▶ _DATA EXTRACT_:
——

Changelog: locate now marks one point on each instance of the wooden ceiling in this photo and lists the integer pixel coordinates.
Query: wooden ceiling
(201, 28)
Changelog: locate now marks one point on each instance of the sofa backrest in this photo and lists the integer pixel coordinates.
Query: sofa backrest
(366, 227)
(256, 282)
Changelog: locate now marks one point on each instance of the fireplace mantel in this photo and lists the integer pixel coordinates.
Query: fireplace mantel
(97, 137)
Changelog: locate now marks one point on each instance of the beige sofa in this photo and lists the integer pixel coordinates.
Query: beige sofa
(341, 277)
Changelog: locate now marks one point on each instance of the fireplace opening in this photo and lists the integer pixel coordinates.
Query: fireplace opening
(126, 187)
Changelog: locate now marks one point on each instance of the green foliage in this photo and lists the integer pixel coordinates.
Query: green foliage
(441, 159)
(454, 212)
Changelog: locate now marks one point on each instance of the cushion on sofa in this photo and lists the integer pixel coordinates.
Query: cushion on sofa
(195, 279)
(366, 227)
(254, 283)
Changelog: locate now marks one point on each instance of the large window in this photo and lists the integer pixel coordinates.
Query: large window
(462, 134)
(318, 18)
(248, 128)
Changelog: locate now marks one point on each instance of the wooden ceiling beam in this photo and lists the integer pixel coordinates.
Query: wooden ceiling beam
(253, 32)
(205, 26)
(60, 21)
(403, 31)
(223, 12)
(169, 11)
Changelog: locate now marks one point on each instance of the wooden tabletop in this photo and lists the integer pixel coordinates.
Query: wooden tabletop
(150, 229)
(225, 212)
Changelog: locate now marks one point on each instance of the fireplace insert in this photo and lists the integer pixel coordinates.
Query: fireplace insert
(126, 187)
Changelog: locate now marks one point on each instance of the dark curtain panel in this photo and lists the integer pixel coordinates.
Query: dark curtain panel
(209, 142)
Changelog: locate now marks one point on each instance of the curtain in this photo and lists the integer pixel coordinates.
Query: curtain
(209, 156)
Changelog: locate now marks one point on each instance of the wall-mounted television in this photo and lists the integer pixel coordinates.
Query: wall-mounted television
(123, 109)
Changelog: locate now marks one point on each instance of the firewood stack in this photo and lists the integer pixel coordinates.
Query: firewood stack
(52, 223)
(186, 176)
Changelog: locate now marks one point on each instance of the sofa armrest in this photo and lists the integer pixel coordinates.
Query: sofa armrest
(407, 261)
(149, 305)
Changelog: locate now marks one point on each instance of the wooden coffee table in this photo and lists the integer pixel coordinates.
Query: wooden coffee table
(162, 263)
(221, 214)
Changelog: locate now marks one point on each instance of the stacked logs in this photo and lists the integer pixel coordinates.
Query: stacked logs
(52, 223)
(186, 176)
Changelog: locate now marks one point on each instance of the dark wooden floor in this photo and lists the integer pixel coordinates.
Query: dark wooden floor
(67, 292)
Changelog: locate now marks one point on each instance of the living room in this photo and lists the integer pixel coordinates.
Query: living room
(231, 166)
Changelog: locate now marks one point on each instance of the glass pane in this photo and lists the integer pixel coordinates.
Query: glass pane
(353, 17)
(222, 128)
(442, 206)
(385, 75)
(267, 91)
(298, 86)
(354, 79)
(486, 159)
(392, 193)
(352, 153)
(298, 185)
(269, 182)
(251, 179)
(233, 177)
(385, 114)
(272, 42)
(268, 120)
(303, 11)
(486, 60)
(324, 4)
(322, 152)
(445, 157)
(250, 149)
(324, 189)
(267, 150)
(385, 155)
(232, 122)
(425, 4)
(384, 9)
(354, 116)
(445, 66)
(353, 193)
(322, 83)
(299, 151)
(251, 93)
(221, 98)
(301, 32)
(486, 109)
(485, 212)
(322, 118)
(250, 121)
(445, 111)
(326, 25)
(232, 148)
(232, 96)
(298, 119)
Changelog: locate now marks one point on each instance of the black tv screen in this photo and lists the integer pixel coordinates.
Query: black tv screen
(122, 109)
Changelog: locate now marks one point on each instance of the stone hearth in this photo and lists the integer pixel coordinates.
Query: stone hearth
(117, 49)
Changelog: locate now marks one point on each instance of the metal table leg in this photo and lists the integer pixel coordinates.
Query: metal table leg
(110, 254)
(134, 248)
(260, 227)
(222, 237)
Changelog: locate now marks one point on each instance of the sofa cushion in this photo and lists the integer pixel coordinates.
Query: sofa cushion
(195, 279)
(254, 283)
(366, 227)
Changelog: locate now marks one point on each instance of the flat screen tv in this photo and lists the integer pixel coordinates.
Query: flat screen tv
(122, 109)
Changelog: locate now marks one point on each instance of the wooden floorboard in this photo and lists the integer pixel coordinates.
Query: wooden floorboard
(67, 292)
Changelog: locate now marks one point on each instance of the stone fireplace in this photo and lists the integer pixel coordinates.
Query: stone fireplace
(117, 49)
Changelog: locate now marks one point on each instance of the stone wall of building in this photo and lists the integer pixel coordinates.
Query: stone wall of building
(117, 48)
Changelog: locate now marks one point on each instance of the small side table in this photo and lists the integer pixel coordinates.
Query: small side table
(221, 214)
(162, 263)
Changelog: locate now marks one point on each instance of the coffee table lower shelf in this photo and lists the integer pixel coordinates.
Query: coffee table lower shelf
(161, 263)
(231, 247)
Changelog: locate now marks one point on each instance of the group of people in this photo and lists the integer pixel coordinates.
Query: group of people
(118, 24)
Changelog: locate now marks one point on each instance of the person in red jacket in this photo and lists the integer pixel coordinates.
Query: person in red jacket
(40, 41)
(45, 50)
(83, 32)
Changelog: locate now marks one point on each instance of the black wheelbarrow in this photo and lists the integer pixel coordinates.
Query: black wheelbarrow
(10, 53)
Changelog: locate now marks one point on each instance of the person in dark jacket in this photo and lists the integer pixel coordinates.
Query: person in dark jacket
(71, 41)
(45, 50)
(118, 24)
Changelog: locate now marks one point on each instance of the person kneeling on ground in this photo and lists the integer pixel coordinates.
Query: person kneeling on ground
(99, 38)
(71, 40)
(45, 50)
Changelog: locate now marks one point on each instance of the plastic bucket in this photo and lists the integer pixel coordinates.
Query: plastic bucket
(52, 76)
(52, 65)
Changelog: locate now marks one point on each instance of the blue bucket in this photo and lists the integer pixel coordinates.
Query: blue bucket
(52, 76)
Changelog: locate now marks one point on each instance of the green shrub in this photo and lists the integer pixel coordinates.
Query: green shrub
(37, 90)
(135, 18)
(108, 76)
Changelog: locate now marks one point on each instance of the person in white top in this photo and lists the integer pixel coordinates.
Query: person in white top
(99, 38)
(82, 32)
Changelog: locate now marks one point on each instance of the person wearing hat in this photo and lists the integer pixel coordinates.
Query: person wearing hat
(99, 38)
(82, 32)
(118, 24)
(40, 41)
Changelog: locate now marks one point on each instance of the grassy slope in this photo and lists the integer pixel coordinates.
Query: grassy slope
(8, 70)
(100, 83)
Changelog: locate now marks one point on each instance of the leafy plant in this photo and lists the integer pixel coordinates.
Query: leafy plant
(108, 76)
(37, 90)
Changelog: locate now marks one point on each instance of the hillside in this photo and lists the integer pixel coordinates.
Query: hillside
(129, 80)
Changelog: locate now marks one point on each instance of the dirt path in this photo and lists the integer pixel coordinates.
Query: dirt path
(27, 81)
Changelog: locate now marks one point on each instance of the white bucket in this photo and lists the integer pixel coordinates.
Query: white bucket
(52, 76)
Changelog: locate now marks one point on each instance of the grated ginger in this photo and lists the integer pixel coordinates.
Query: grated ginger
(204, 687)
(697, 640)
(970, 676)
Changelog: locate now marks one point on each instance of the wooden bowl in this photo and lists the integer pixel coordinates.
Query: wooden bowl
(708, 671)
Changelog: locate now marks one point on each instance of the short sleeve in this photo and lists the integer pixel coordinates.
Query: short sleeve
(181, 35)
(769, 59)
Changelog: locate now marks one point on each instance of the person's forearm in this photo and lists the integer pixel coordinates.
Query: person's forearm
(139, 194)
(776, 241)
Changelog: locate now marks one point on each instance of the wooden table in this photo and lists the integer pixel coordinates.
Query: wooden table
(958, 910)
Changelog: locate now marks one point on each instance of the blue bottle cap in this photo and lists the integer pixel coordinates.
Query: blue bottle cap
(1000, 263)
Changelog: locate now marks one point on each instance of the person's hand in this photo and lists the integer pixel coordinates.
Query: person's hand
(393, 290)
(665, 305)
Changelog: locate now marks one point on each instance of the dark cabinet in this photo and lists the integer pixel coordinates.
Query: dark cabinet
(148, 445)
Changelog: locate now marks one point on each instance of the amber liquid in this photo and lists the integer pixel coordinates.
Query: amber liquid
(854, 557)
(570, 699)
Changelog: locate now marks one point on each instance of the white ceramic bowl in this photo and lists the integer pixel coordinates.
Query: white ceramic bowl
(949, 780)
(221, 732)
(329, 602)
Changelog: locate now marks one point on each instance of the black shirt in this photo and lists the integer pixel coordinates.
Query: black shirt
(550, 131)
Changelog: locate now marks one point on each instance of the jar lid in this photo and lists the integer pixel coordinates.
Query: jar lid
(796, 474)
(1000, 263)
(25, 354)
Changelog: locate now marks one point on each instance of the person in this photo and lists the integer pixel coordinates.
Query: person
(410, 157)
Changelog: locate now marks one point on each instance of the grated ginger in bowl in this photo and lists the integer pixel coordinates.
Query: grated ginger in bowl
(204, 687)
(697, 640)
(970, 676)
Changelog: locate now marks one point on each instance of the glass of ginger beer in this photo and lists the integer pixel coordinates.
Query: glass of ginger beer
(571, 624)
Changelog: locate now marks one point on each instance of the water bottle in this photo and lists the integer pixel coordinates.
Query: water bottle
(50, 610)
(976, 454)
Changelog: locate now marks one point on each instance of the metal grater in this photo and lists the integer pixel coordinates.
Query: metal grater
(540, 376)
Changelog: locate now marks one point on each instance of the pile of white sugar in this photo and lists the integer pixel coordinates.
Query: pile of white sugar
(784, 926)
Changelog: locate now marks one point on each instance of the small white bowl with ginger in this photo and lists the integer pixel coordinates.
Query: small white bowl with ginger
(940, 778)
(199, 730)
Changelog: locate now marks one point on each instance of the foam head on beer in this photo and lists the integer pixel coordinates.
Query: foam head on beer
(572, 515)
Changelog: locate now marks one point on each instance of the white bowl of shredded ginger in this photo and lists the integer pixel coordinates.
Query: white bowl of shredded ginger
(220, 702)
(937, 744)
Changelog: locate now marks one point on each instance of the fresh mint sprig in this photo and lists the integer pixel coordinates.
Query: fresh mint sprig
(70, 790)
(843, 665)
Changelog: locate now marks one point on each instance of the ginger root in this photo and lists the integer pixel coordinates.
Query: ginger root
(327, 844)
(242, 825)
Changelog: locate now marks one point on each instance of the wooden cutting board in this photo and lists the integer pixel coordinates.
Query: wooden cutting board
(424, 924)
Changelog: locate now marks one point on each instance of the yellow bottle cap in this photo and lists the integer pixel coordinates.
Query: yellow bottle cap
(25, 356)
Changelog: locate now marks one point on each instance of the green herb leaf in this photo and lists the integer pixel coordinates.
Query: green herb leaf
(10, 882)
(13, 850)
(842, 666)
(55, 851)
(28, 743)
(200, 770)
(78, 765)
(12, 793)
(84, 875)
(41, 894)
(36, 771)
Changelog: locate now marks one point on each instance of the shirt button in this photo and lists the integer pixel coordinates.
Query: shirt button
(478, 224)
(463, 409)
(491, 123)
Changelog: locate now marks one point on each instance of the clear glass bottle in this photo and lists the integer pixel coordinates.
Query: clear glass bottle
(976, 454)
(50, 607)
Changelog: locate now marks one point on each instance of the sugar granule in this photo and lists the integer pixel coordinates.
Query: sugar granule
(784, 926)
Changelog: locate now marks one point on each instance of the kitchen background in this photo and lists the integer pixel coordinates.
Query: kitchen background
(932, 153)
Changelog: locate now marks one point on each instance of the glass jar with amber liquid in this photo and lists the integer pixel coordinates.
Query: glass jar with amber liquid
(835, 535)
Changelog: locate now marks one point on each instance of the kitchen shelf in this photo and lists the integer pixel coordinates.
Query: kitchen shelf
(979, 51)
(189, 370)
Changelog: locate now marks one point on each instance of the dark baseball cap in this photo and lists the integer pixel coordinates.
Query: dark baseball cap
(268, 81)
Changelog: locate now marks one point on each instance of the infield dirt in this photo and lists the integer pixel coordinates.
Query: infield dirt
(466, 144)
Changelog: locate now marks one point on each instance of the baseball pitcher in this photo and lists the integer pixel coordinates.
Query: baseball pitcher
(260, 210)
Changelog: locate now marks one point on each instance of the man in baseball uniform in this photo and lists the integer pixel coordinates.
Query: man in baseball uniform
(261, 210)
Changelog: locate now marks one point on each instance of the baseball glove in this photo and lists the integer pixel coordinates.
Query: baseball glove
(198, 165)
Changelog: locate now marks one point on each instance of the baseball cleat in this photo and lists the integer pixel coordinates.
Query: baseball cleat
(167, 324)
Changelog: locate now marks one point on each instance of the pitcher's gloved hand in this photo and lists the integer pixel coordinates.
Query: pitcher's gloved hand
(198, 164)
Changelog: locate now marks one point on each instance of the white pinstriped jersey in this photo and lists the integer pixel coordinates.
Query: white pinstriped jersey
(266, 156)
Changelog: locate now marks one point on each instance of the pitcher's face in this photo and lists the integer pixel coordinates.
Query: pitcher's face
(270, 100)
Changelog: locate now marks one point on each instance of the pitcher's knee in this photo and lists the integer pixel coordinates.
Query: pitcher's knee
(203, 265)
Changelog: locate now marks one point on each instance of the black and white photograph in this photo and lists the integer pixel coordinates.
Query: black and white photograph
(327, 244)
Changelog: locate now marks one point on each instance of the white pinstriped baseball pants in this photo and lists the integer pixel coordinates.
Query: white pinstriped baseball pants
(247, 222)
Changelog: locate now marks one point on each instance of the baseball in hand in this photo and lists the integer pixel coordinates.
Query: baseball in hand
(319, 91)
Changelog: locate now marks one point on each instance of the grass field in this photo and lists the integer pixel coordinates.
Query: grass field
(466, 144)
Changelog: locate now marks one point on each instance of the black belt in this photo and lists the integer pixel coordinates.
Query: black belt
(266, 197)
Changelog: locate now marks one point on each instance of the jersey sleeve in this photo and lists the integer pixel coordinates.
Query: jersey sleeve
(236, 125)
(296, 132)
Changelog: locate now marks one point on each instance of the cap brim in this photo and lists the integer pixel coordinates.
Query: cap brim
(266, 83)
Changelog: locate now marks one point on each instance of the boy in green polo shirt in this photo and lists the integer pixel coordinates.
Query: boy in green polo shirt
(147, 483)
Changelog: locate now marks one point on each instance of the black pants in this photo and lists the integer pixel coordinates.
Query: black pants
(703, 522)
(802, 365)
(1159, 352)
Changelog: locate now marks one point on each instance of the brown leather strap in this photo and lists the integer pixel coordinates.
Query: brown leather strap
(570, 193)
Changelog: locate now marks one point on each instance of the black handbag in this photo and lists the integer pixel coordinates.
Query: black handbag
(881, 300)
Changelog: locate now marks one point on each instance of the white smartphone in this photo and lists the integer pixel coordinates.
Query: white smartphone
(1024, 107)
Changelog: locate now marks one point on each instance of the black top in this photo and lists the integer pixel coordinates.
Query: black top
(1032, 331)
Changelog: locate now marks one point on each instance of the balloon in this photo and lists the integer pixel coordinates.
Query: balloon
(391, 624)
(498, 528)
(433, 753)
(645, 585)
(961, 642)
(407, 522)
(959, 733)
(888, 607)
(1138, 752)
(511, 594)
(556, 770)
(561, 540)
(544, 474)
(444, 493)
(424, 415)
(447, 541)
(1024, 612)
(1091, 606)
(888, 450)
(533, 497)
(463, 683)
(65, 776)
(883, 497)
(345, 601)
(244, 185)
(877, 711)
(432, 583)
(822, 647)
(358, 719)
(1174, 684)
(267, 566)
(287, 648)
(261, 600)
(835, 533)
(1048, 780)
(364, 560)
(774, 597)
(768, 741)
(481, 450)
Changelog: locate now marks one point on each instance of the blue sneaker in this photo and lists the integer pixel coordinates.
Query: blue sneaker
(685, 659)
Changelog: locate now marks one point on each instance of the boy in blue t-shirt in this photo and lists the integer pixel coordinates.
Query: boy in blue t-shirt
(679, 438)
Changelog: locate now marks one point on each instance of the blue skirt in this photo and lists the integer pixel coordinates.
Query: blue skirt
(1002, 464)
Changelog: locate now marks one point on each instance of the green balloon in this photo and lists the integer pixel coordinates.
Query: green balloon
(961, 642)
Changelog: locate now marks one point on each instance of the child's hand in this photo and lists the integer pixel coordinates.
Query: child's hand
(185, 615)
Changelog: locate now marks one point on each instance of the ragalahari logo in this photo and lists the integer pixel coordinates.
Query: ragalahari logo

——

▶ _GIVEN PROBLEM_: Write the lines out exactly, from the one with "the blue sneaker" down to the last line of the listing, and leave out all others.

▶ _SOLUTION FOR THIS PROBLEM_:
Changelog: locate now marks one point on each instance of the blue sneaker in this photo and lists the integer pixel coordinates.
Query: blue sneaker
(685, 659)
Changelog: locate now marks one point on each instance of the boy in blue t-shirt in this photo and lists the integer pixel coordinates.
Query: boy in blue t-shirt
(679, 438)
Changelog: locate now marks one point on each instance of the blue skirt in this photo and lists the integer pixel coordinates.
Query: blue skirt
(1002, 464)
Changelog: locate now marks one point on each instance of the green balloon in this photo and lists the integer pixel coordinates.
Query: green balloon
(961, 642)
Changelog: locate now marks one point on each instance of the child's hand in this photo and lists the integer pixel coordinates.
Query: child's hand
(185, 615)
Changelog: locate now marks one point on each instance of the ragalahari logo in this photo and lists the integer pixel coordinates.
Query: ragalahari logo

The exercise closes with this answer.